WHAT IS REQUIRED: In full and without error, repeat the entries below.

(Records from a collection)
________

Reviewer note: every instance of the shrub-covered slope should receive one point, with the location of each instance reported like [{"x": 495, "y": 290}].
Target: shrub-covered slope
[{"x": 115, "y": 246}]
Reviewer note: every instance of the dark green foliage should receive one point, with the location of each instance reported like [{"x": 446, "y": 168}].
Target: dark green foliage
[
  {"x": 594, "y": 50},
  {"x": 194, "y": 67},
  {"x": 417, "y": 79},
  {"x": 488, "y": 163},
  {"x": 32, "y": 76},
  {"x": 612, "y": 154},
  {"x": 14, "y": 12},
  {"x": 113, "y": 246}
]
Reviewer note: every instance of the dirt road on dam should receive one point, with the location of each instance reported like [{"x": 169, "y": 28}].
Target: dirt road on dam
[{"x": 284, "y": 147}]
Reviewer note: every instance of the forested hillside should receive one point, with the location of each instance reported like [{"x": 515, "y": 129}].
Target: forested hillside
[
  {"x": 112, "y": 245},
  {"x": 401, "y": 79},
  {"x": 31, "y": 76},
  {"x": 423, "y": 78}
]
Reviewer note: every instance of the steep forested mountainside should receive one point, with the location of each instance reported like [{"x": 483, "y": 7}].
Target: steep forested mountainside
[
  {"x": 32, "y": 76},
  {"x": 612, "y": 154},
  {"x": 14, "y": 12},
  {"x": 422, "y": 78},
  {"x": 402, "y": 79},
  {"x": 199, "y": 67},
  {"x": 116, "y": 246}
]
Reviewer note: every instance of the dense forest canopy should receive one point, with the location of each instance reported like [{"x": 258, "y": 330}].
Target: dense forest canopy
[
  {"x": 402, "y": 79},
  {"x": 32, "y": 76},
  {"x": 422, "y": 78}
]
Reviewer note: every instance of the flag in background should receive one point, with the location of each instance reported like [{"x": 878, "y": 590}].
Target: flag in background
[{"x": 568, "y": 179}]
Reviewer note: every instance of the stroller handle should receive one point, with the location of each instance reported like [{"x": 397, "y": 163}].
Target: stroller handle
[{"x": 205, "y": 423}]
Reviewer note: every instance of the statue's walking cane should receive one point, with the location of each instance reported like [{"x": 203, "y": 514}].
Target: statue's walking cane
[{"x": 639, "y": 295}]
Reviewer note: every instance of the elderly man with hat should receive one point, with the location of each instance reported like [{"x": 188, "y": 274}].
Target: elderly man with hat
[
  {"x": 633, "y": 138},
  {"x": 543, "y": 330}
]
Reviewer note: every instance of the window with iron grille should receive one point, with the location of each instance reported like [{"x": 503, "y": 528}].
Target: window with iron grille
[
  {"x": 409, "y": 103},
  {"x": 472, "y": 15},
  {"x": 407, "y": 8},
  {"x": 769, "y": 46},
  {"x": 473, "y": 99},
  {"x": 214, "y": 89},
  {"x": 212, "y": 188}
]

________

TASK ANSWER:
Reviewer note: every instance of the shrub-covered slope should receive one point, with the location of each instance reported like [{"x": 495, "y": 290}].
Target: shrub-covered slope
[{"x": 115, "y": 246}]
Reviewer note: every instance of the dark green foliage should receive one point, with the location of each instance reported like [{"x": 446, "y": 168}].
Target: dark green foliage
[
  {"x": 594, "y": 50},
  {"x": 194, "y": 67},
  {"x": 417, "y": 79},
  {"x": 488, "y": 163},
  {"x": 32, "y": 76},
  {"x": 612, "y": 154},
  {"x": 14, "y": 12},
  {"x": 113, "y": 246}
]
Reviewer note: every instance of the dirt road on dam should receive one point, with the location of each instance reported like [{"x": 169, "y": 28}].
Target: dirt road on dam
[{"x": 284, "y": 147}]
Reviewer note: every instance of the forested hillside should receive one point, with the location of each instance reported like [{"x": 515, "y": 129}].
Target: forested hillside
[
  {"x": 112, "y": 245},
  {"x": 401, "y": 79},
  {"x": 31, "y": 76},
  {"x": 423, "y": 78}
]
Reviewer note: every instance of the steep forested mountainside should receive one point, with the location of each instance reported like [{"x": 483, "y": 7}].
Target: steep forested mountainside
[
  {"x": 32, "y": 76},
  {"x": 612, "y": 154},
  {"x": 14, "y": 12},
  {"x": 422, "y": 78},
  {"x": 402, "y": 79},
  {"x": 199, "y": 67},
  {"x": 116, "y": 246}
]
Reviewer note: every instance of the dense forest canopy should receive one point, with the location of each instance reported like [{"x": 258, "y": 330}].
Target: dense forest canopy
[
  {"x": 402, "y": 79},
  {"x": 32, "y": 76},
  {"x": 422, "y": 78}
]
Reviewer note: every instance of the flag in background should receive one point, with the location of each instance reported like [{"x": 878, "y": 590}].
Target: flag in background
[{"x": 568, "y": 179}]
Reviewer note: every instance of the stroller handle should receive one point, with the location of each instance reported like [{"x": 397, "y": 163}].
Target: stroller handle
[{"x": 205, "y": 423}]
Reviewer note: every instance of the statue's walking cane should receive one point, with the location of each instance reported like [{"x": 203, "y": 514}].
Target: statue's walking cane
[{"x": 639, "y": 295}]
Reviewer note: every instance of the elderly man with hat should receive one point, with the location of each instance reported like [{"x": 188, "y": 274}].
Target: elderly man with hat
[
  {"x": 633, "y": 138},
  {"x": 543, "y": 330}
]
Reviewer note: every instance of the window with iron grille should receive one point, with the location of each instance reported like [{"x": 503, "y": 528}].
Target: window with iron grille
[
  {"x": 409, "y": 103},
  {"x": 472, "y": 15},
  {"x": 407, "y": 8},
  {"x": 769, "y": 46},
  {"x": 473, "y": 99},
  {"x": 214, "y": 89},
  {"x": 212, "y": 188}
]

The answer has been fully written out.